• _Dataset rows_:
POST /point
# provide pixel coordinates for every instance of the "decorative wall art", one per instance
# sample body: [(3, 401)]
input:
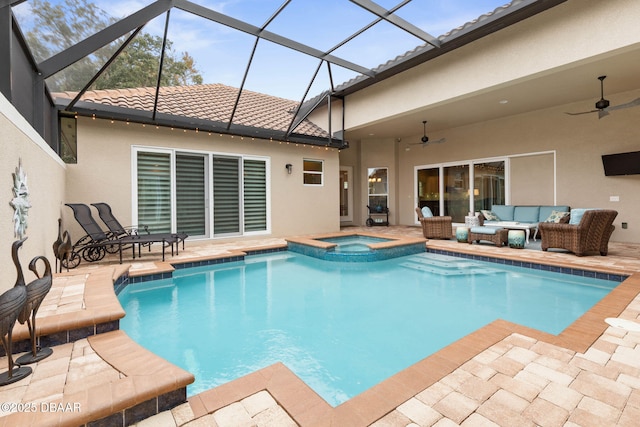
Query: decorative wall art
[(20, 201)]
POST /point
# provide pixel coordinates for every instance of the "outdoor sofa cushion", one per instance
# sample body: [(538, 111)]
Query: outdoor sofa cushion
[(484, 230), (525, 214)]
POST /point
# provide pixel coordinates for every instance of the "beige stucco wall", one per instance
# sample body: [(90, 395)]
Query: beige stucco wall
[(578, 143), (103, 173), (45, 176), (572, 32)]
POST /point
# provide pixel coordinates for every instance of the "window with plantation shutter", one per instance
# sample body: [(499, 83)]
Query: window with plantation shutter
[(255, 195), (202, 194), (226, 195), (154, 191), (190, 194)]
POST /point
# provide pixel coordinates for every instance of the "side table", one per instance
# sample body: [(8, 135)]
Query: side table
[(471, 221)]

• _Work to complete_: Begin at the start of the records and stop after the line that has "[(484, 230), (525, 214)]". Rewrite those lines with "outdoor sofa cushion" changed to "patio seat cushion" everywhere, keeping everything else the same and leaving out the pictures.

• _Answer_:
POST /point
# provide pixel coordinates for every instance of the "decorative wall art", one per instance
# sample body: [(3, 401)]
input:
Query: decorative wall art
[(20, 201)]
POST /point
# provide pixel coordinates for every instance of the "patio seat cushion", one per instance
# sample body: [(538, 111)]
Query: patio seat cushion
[(484, 230), (525, 214)]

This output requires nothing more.